:: What the task asks ::
Copy out every entry that follows, without a single picture.

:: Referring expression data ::
---

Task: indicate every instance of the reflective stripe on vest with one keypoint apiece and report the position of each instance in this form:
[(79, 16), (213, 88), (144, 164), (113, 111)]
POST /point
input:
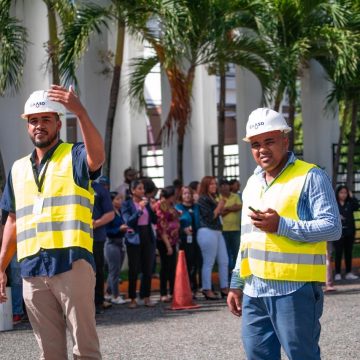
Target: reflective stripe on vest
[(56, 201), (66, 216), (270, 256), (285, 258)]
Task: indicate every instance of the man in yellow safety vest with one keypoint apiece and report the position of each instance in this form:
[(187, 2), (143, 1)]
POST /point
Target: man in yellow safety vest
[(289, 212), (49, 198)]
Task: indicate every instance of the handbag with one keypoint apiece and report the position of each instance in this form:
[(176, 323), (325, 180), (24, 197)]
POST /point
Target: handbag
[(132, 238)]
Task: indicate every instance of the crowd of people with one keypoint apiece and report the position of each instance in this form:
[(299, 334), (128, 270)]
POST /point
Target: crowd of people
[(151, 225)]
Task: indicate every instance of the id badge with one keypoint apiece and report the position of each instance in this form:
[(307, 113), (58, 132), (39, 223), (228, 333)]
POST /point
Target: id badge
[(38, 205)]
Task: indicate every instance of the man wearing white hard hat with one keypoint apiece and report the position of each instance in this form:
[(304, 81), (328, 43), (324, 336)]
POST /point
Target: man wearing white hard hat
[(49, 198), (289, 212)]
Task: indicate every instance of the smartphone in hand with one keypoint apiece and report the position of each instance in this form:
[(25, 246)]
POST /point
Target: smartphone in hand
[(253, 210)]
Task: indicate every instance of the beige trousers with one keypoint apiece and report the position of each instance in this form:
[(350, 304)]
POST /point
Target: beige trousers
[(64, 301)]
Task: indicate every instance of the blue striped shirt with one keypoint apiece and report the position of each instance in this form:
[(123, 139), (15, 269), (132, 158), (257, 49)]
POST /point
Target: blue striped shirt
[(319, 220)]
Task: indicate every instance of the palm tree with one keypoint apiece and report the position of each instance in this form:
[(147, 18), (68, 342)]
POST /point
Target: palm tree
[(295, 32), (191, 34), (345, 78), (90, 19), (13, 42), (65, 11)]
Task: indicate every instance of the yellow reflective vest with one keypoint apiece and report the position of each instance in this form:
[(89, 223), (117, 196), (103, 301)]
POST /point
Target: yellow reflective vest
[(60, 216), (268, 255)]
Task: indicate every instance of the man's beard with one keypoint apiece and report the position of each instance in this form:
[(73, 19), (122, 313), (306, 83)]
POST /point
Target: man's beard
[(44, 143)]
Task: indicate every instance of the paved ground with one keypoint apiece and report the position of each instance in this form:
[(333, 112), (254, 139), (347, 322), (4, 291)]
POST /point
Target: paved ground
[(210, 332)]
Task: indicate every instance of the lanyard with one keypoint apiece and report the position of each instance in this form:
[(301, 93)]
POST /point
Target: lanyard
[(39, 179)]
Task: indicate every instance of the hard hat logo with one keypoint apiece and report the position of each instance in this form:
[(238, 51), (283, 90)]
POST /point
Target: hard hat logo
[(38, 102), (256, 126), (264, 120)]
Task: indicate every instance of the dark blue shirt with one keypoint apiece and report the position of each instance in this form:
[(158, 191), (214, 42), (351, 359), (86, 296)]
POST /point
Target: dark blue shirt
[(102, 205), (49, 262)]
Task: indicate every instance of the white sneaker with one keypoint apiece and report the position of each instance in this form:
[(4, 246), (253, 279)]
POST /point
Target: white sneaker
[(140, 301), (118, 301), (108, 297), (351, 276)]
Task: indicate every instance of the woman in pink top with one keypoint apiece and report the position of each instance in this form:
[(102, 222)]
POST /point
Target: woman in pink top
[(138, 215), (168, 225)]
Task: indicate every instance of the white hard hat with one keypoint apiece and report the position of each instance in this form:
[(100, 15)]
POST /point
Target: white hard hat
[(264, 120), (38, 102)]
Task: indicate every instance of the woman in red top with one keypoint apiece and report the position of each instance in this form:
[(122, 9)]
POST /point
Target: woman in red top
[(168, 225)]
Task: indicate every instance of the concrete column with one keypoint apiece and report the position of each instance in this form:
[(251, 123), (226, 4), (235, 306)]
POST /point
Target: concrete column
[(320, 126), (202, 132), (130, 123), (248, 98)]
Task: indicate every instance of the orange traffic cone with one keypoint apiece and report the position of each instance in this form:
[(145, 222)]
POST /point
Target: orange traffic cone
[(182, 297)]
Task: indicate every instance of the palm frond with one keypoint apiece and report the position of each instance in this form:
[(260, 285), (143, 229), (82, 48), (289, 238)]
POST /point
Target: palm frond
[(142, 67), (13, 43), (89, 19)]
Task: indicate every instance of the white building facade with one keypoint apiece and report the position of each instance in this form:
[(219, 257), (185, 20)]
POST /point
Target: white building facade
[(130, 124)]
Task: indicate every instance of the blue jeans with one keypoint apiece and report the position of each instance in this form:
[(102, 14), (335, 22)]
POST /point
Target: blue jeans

---

:: Result for this task ::
Task: indicate every instance of the reflective stripe on vest with one keypoint apiece and report the position of each instance in this form:
[(79, 16), (213, 88), (144, 164), (113, 111)]
POST /point
input:
Target: reflective stripe on vest
[(56, 201), (66, 216), (270, 256), (285, 258)]
Task: indicate every instance of the man in yellow safety vest with one keypoint apiece and report the position of each instance in this form:
[(187, 2), (143, 1)]
POST /point
Target: man in yellow safety vest
[(289, 212), (49, 198)]
Task: indicate every instance of the handbag with one keypoint apiece and report the position of each instance in this form:
[(176, 323), (325, 180), (24, 197)]
POST /point
Target: handbag
[(132, 238)]
Task: indicate every instance of the crowd of people with one keypoint apiece and report the position of each instance in this form:
[(299, 334), (128, 270)]
POST /point
Target: crowd of people
[(151, 225)]
Task: indicate every instance of the id badge with one keypoint apiece and report the position of each instance in this form:
[(307, 113), (58, 132), (39, 223), (228, 333)]
POST /point
Target: id badge
[(38, 205)]
Task: indicate every instance of the man wearing white hard hat with one keypoint apiece and report the position of each instance in this form:
[(304, 81), (328, 43), (324, 336)]
POST /point
Target: man wearing white hard hat
[(49, 198), (289, 212)]
Task: indicate every instance of the smartphone in hand with one keypoint apiece and report the position of each instance in this form:
[(25, 246)]
POST /point
Target: smartphone in hand
[(253, 210)]
Task: indicate every instance of the beige trousers with one keypoint apiece and report the position of each instance in this form:
[(350, 304)]
POST /point
Target: beige trousers
[(64, 301)]
Task: indicate every instance of the blue striped shirt with one keypoint apiece and report the position of each instance in this form:
[(123, 139), (15, 269), (132, 158), (257, 49)]
POST /point
Target: blue striped shirt
[(319, 220)]
Task: indicate every instance of the palm tree with one keypoint apiece and report the position of each instance in this form:
[(147, 18), (68, 342)]
POST /point
Target: palm tree
[(295, 32), (191, 34), (345, 78), (90, 19), (13, 42), (65, 11)]
Task: indicate every instance of the yellow reflective vest with one keypoint apiece and report the position of each instance in this form:
[(89, 223), (117, 196), (103, 301)]
POST /point
Target: yellow reflective vest
[(60, 216), (268, 255)]
Task: indicate every instance of the man's beard with one keypoint apiece and report the position of each instance in this form:
[(73, 19), (122, 313), (306, 83)]
POST /point
Target: man's beard
[(44, 143)]
Task: indicate every instance of the paved ground with one keypoint apiece and report the position of each instance in this form:
[(333, 112), (254, 139), (347, 322), (4, 291)]
POST /point
Target: paved ground
[(210, 332)]
Task: indicate every instance of the lanyard with one keypoint apiece and report the position of each instance in this form:
[(301, 93)]
POST /point
Target: lanyard
[(39, 179)]
Task: indicate every instance of the hard hat logo with one keypoint apiece and report the position of each instance in this form:
[(238, 51), (283, 90)]
POST /point
Target: hard hat logo
[(38, 102), (256, 126), (264, 120)]
Task: indicate every instance of the dark blue shirt with one keypoint apiece and report the position of each instance in this form:
[(158, 191), (214, 42), (351, 359), (86, 296)]
POST /point
Target: dark blue shirt
[(102, 205), (49, 262)]
Task: indicate every instance of the white sneaker with one keypoint apiece and report the position of each instance in this form:
[(4, 246), (253, 279)]
POST /point
Target: white sneaker
[(140, 301), (118, 301), (108, 297), (351, 276)]
Task: indicate every instance of the woman in pink top with one keypoint apiece and report the position of each instance in this form:
[(102, 222)]
POST /point
Target: woman in pink top
[(138, 215), (168, 225)]
Task: indicate every instance of the white hard hat with one keypoint apiece and report the position of each instance in this form:
[(100, 15)]
POST /point
Target: white hard hat
[(264, 120), (38, 102)]
Task: indicate every instance of the woman in red top with one keypoint apiece and report the position of each instance in this form:
[(122, 9)]
POST /point
Target: woman in red top
[(168, 225)]
Task: indicate every instance of the concrete column with one keypoint apiece and report the position of each instance in this form:
[(251, 123), (226, 4), (235, 306)]
POST /point
Target: concrete column
[(320, 126), (202, 132), (130, 123), (248, 98)]
Task: indicate every instance of the orange traffic cone with one keypoint apiece and report the position of each instance in this form:
[(145, 222)]
POST /point
Target: orange traffic cone
[(182, 297)]
Task: indicate every instance of the palm frond with one keypoint apiece and report the position of each instance in this form:
[(260, 285), (143, 229), (82, 48), (289, 238)]
POST /point
Target: palm frond
[(142, 67), (13, 43), (89, 19)]
Task: indicate every instance of the white building facade with one keypoint apiece and report the position of each instance in this form:
[(219, 257), (185, 20)]
POST /point
Target: white building facade
[(130, 124)]
Task: indicate every instance of the blue jeans with one keypoint apiece and report the position of each instance in this form:
[(102, 14), (335, 22)]
POST /point
Target: blue jeans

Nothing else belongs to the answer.